Exercise instructions
1. Summarize the makefile excerpt in two sentences.
2. Echo the makefile excerpt word for word, everything from "SCANF_LIB_FLOAT = -Wl,-u,vfscanf" down to "and heap (malloc()).".
-- START OF Document section --
PRINTF_LIB_FLOAT = -Wl,-u,vfprintf -lprintf_flt
# If this is left blank, then it will use the Standard printf version.
PRINTF_LIB =
#PRINTF_LIB = $(PRINTF_LIB_MIN)
#PRINTF_LIB = $(PRINTF_LIB_FLOAT)
# Minimalistic scanf version
SCANF_LIB_MIN = -Wl,-u,vfscanf -lscanf_min
# Floating point + %[ scanf version (requires MATH_LIB = -lm below)
SCANF_LIB_FLOAT = -Wl,-u,vfscanf -lscanf_flt
# If this is left blank, then it will use the Standard scanf version.
SCANF_LIB =
#SCANF_LIB = $(SCANF_LIB_MIN)
#SCANF_LIB = $(SCANF_LIB_FLOAT)
MATH_LIB = -lm
#---------------- External Memory Options ----------------
# 64 KB of external RAM, starting after internal RAM (ATmega128!),
# used for variables (.data/.bss) and heap (malloc()).
-- END OF Document section --
-- START OF Data extract --
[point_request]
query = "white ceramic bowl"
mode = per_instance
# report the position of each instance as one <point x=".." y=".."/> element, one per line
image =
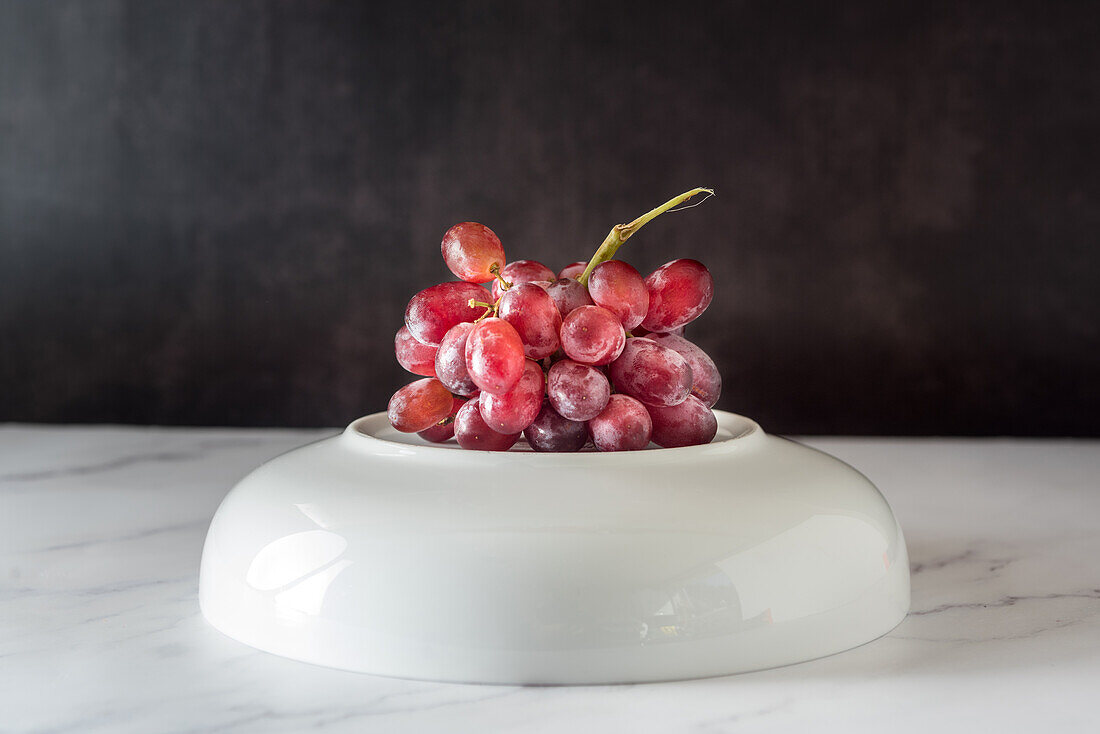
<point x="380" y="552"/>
-- END OF Data extract --
-- START OF Data extract --
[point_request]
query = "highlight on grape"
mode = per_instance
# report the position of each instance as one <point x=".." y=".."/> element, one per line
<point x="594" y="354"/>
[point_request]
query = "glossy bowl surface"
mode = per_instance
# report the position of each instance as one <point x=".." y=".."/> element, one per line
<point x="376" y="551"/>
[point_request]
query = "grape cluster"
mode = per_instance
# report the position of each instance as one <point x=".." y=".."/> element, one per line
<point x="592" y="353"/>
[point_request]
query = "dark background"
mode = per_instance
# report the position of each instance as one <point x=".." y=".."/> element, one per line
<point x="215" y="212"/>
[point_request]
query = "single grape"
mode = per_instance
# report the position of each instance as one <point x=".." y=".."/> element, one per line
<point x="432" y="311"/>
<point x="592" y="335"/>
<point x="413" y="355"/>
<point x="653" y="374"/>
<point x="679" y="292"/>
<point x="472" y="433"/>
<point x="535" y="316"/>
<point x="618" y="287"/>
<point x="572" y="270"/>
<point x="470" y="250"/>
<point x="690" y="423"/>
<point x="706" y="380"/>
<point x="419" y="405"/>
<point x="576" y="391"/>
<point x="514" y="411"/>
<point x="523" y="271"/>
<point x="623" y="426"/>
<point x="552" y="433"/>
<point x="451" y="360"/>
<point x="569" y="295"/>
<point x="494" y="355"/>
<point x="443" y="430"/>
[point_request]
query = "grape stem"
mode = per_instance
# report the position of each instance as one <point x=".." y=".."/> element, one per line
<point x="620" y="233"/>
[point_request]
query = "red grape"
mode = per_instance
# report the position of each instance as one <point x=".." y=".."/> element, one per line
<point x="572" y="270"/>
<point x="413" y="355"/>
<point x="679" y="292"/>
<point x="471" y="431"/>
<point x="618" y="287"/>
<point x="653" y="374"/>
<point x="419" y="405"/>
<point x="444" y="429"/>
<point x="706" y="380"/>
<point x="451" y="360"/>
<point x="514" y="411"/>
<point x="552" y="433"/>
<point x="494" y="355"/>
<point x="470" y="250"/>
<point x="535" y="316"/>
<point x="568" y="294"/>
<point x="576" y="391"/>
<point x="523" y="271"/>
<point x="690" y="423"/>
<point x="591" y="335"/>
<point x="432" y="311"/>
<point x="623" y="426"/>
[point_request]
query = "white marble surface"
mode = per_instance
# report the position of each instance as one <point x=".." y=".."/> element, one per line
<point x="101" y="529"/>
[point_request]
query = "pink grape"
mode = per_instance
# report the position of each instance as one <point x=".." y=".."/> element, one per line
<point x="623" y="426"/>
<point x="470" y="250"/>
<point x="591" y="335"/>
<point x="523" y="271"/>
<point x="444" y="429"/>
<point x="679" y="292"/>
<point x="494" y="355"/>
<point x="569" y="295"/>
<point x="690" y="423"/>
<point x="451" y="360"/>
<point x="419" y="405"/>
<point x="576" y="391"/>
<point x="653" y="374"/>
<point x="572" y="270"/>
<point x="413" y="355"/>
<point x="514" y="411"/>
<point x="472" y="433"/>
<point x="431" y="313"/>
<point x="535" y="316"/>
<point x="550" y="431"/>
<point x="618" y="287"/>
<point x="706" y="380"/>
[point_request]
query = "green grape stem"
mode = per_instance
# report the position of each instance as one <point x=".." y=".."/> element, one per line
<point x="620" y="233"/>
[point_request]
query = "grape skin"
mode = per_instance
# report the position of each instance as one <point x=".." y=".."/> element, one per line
-- END OF Data extract --
-- START OF Data extract --
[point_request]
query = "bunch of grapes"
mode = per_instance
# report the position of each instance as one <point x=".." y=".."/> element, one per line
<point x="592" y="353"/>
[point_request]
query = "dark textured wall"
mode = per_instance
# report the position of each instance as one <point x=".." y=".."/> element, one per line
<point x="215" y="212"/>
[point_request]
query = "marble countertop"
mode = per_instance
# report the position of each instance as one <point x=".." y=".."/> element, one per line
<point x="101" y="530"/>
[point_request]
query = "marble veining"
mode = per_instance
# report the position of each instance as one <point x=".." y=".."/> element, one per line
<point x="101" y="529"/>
-- END OF Data extract --
Completed exercise
1. The makefile excerpt defines linker settings for a floating-point printf version and for minimalistic and floating-point scanf versions. It notes that leaving PRINTF_LIB or SCANF_LIB blank selects the standard version, sets MATH_LIB to -lm, and opens an external memory section describing 64 KB of external RAM after internal RAM, used for variables and the heap.

2.
SCANF_LIB_FLOAT = -Wl,-u,vfscanf -lscanf_flt
# If this is left blank, then it will use the Standard scanf version.
SCANF_LIB =
#SCANF_LIB = $(SCANF_LIB_MIN)
#SCANF_LIB = $(SCANF_LIB_FLOAT)
MATH_LIB = -lm
#---------------- External Memory Options ----------------
# 64 KB of external RAM, starting after internal RAM (ATmega128!),
# used for variables (.data/.bss) and heap (malloc()).